Pointing dataset excerpts
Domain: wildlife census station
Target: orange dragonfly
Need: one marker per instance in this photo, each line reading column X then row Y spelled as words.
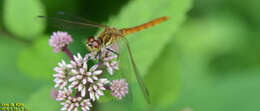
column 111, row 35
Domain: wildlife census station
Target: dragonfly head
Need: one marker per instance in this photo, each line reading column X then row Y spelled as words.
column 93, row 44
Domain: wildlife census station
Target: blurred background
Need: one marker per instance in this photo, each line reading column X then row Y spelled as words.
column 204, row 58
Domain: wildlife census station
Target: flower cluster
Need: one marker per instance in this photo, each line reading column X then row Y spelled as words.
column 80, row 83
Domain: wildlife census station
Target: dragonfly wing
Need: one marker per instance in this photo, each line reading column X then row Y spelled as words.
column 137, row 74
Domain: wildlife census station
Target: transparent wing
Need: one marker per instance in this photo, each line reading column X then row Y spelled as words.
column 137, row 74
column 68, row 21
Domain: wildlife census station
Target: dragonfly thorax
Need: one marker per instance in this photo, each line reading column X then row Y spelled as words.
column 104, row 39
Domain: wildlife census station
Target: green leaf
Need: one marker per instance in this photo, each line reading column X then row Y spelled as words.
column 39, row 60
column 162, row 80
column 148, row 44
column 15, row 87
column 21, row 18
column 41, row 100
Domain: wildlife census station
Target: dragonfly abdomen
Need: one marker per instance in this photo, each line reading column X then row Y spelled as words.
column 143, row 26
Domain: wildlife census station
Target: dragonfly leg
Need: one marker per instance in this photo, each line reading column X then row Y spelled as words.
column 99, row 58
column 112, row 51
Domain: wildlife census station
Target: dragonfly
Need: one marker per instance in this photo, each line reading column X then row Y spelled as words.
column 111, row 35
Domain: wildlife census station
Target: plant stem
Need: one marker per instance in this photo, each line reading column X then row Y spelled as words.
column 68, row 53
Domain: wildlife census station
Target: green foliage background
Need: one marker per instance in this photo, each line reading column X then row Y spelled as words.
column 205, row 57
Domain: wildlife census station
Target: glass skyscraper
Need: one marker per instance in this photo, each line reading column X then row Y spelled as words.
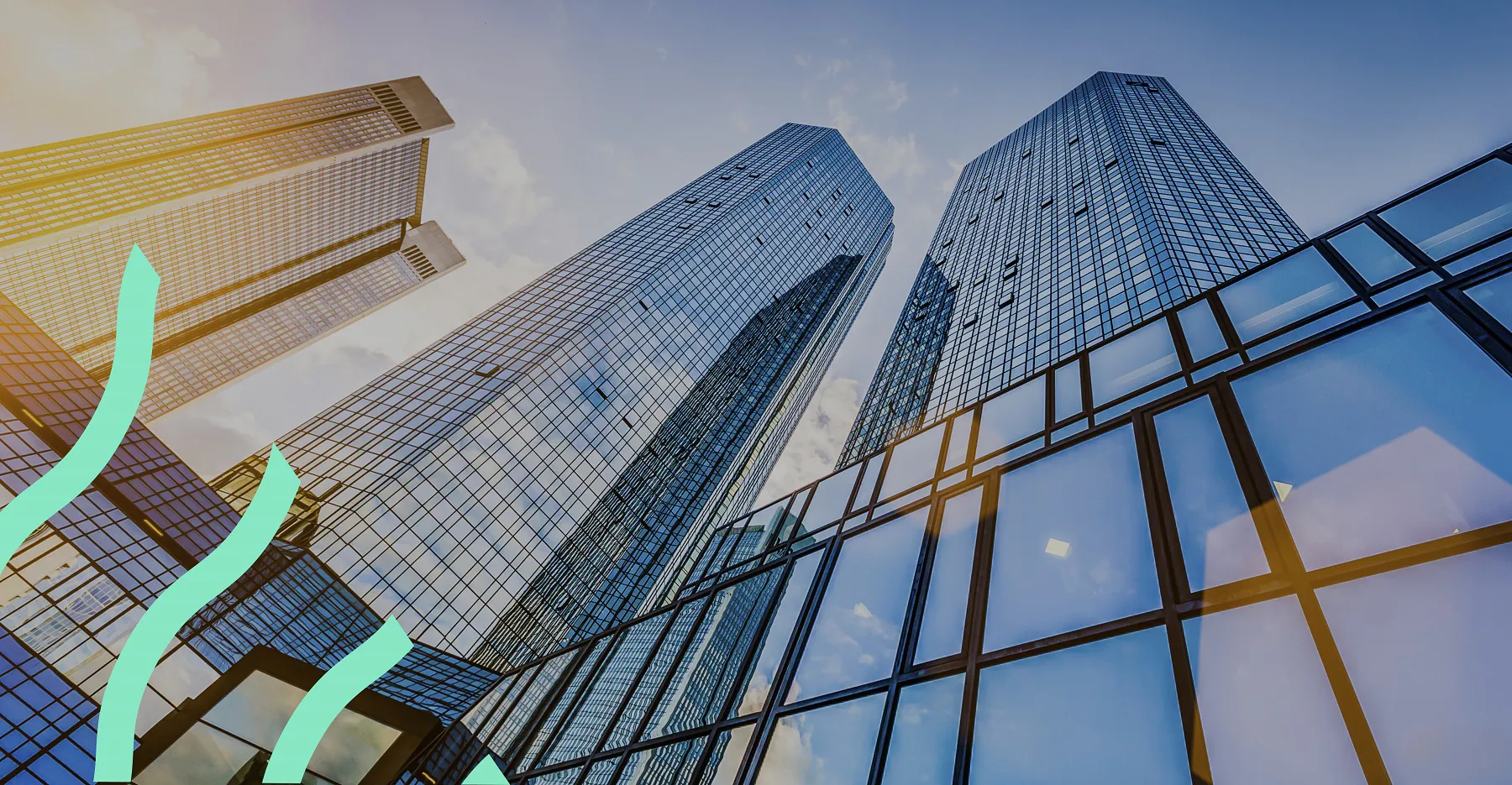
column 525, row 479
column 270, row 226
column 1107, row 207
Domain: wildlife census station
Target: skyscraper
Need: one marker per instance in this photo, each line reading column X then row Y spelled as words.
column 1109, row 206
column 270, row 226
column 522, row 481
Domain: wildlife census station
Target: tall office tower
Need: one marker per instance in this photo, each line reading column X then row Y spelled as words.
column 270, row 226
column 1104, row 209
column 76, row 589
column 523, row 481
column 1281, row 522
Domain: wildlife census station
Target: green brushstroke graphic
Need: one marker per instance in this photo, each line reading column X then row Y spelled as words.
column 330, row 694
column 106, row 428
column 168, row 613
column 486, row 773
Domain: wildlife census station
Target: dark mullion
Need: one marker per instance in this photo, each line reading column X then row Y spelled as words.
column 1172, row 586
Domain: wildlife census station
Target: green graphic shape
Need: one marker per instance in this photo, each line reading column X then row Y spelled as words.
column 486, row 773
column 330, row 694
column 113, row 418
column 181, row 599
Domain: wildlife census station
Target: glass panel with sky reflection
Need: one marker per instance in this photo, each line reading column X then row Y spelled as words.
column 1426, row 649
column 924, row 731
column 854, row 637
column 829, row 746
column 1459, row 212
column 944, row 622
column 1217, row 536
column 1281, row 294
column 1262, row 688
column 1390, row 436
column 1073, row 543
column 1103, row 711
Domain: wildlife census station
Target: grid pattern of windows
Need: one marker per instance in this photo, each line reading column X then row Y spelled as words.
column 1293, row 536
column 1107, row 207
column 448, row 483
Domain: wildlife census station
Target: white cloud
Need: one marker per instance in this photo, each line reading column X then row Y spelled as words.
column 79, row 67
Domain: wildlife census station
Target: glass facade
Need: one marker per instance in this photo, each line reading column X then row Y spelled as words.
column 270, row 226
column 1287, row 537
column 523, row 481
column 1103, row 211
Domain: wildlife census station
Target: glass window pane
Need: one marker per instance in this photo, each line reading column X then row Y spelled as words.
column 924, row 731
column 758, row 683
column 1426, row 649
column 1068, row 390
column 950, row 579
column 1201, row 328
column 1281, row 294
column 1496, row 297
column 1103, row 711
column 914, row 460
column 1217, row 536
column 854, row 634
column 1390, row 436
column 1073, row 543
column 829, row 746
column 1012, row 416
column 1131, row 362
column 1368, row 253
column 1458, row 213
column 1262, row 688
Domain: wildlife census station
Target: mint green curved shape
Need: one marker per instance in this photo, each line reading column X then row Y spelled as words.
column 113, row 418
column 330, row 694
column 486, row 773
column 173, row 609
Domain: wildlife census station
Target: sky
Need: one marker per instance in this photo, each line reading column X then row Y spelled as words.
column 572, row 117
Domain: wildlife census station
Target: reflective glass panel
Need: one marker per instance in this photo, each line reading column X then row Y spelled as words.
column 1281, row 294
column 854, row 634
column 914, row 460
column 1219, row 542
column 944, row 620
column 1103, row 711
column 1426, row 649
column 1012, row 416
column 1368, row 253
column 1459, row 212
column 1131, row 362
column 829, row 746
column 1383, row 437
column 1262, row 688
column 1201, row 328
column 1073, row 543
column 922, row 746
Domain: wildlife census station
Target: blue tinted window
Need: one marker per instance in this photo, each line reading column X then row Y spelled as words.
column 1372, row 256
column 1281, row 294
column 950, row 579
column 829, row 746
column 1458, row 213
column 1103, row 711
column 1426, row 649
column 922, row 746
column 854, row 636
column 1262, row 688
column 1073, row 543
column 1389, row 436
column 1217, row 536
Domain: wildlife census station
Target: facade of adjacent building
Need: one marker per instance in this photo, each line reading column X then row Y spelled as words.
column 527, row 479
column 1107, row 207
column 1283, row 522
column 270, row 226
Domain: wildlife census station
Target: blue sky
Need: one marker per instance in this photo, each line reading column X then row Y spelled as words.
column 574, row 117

### Exercise description
Turn all of the material above into a numbered list, one line per item, skipping any blank lines. Leave the pictures out of your answer.

### Result
1. Domain: wildlife census station
2. Target: orange dragonfly
3. Need: one marker per instance in this photo, each line reading column X then row Y spelled as words.
4. column 111, row 35
5. Domain: wildlife census station
6. Target: dragonfly head
7. Need: one marker per instance in this photo, each line reading column X then row Y spelled as words.
8. column 93, row 44
9. Domain: wildlife census station
10. Target: blurred background
11. Need: one marker per instance in this photo, each line reading column X then row Y spelled as words.
12. column 204, row 58
13. Domain: wildlife census station
14. Target: flower cluster
15. Need: one marker per instance in this photo, each line reading column X then row Y spelled as words.
16. column 80, row 83
17. Domain: wildlife census station
18. Target: dragonfly wing
19. Need: one marker per instance in this photo, each line reading column X then row Y spelled as words.
20. column 137, row 74
21. Domain: wildlife census station
22. Target: transparent wing
23. Need: one marker per instance in this photo, each line reading column X then row Y spelled as words.
24. column 137, row 74
25. column 68, row 21
26. Domain: wildlife census station
27. Target: dragonfly thorax
28. Need: one marker per instance in this photo, each line reading column X then row Y spelled as words.
29. column 104, row 39
30. Domain: wildlife census station
31. Target: green leaf
32. Need: one marker per instance in this photo, each line reading column X then row Y spelled as words.
33. column 39, row 60
34. column 162, row 80
35. column 148, row 44
36. column 15, row 87
37. column 21, row 18
38. column 41, row 100
39. Domain: wildlife census station
40. Target: dragonfly abdomen
41. Need: one marker per instance in this photo, each line reading column X then row Y spelled as words.
42. column 143, row 26
43. Domain: wildlife census station
44. Target: dragonfly leg
45. Need: one marker per instance in this photo, each line reading column X then row Y spelled as words.
46. column 99, row 58
47. column 112, row 51
48. Domain: wildlife census station
49. Target: dragonfly
50. Need: one marker per instance in this photo, each line reading column X then row Y spelled as words.
51. column 111, row 35
52. Domain: wildlife census station
53. Target: plant stem
54. Need: one marker per instance in this photo, each line reading column X then row Y spelled as words.
55. column 68, row 53
56. Domain: wildlife census station
57. Target: green foliage background
58. Need: one marker per instance in this photo, each line reading column X then row Y spelled as words.
59. column 205, row 57
60. Domain: wildlife census station
61. Target: glass skyscraper
62. Need: one marker per instance in this photo, each line reading column X then row Y spelled as words.
63. column 525, row 479
64. column 270, row 226
65. column 1107, row 207
66. Domain: wildlife census station
67. Target: skyscraper
68. Need: one marker per instance in this photo, each line reading column X then row Y spelled as words.
69. column 1109, row 206
70. column 270, row 226
71. column 522, row 481
72. Domain: wildlife census station
73. Target: tall office tower
74. Need: one marker per instance in this photo, each line reading column X then row Y spelled as words.
75. column 270, row 226
76. column 1104, row 209
77. column 76, row 589
78. column 523, row 481
79. column 1281, row 522
80. Domain: wildlife census station
81. Target: green brushstroke graphic
82. Need: one marker per instance in this photo, each line reading column X then row Y spelled as words.
83. column 330, row 694
84. column 106, row 428
85. column 168, row 613
86. column 486, row 773
87. Domain: wildlife census station
88. Target: dark mullion
89. Need: one marker per instance in this photo, each line reading column X then row Y spelled as words.
90. column 1172, row 586
91. Domain: wildlife census station
92. Target: green graphic shape
93. Need: one marker per instance in this photo, each line reading column X then row Y spelled as words.
94. column 486, row 773
95. column 330, row 694
96. column 113, row 418
97. column 181, row 599
98. Domain: wildlife census station
99. Target: glass panel with sky reflection
100. Need: one marker per instance in this photo, each line reading column X then row Y spelled as words.
101. column 1426, row 649
102. column 924, row 731
103. column 854, row 637
104. column 829, row 746
105. column 1459, row 212
106. column 944, row 622
107. column 1217, row 536
108. column 1281, row 294
109. column 1262, row 688
110. column 1390, row 436
111. column 1073, row 543
112. column 1103, row 711
113. Domain: wildlife census station
114. Target: grid pattern of windows
115. Need: one marker per instance in this photo, each line reading column X then row Y spelled as words.
116. column 1293, row 536
117. column 1107, row 207
118. column 448, row 483
119. Domain: wildlife census station
120. Target: white cloud
121. Need: one marker per instance in this photo, each line reading column X then row Y spelled as words.
122. column 79, row 67
123. Domain: wildlife census station
124. Target: glass facade
125. Need: one marker per instance in this photo, each line reading column X then row Y spelled as words.
126. column 270, row 226
127. column 1287, row 537
128. column 523, row 481
129. column 1103, row 211
130. Domain: wildlife census station
131. Target: glass window pane
132. Need: one marker per instance in this photo, each line reading column X then row Y spelled as words.
133. column 924, row 731
134. column 758, row 683
135. column 1426, row 649
136. column 1068, row 390
137. column 950, row 579
138. column 1201, row 328
139. column 1281, row 294
140. column 1496, row 297
141. column 1103, row 711
142. column 914, row 460
143. column 1217, row 536
144. column 854, row 634
145. column 1390, row 436
146. column 1073, row 543
147. column 829, row 746
148. column 1012, row 416
149. column 1131, row 362
150. column 1368, row 253
151. column 1458, row 213
152. column 1262, row 688
153. Domain: wildlife census station
154. Target: mint green curved shape
155. Need: one marker per instance in this photo, each line reading column X then row Y spelled as words.
156. column 113, row 418
157. column 330, row 694
158. column 486, row 773
159. column 173, row 609
160. Domain: wildlife census station
161. Target: sky
162. Need: one marker per instance in this photo, each line reading column X then row Y spelled as words.
163. column 572, row 117
164. Domain: wildlife census station
165. Target: reflective glass panel
166. Need: one marker per instance in this photo, each line reading column X then row Y spelled as words.
167. column 1281, row 294
168. column 854, row 634
169. column 914, row 460
170. column 1219, row 542
171. column 944, row 620
172. column 1103, row 711
173. column 1426, row 649
174. column 1012, row 416
175. column 1368, row 253
176. column 1459, row 212
177. column 1131, row 362
178. column 829, row 746
179. column 1383, row 437
180. column 1262, row 688
181. column 1201, row 328
182. column 1073, row 543
183. column 922, row 746
184. Domain: wildlife census station
185. Target: blue tinted window
186. Need: one marker per instance in this photo, each line reading column X then row Y spelled as words.
187. column 1372, row 256
188. column 1281, row 294
189. column 950, row 579
190. column 829, row 746
191. column 1458, row 213
192. column 1103, row 711
193. column 1426, row 649
194. column 922, row 746
195. column 854, row 636
196. column 1262, row 688
197. column 1073, row 543
198. column 1389, row 436
199. column 1217, row 536
200. Domain: wildlife census station
201. Target: facade of adjacent building
202. Need: one marker per instance in this photo, each line reading column X then row Y spelled as words.
203. column 527, row 479
204. column 1107, row 207
205. column 1283, row 522
206. column 270, row 226
207. Domain: wildlife census station
208. Target: blue sky
209. Need: one marker per instance in this photo, each line reading column X then row Y spelled as words.
210. column 574, row 117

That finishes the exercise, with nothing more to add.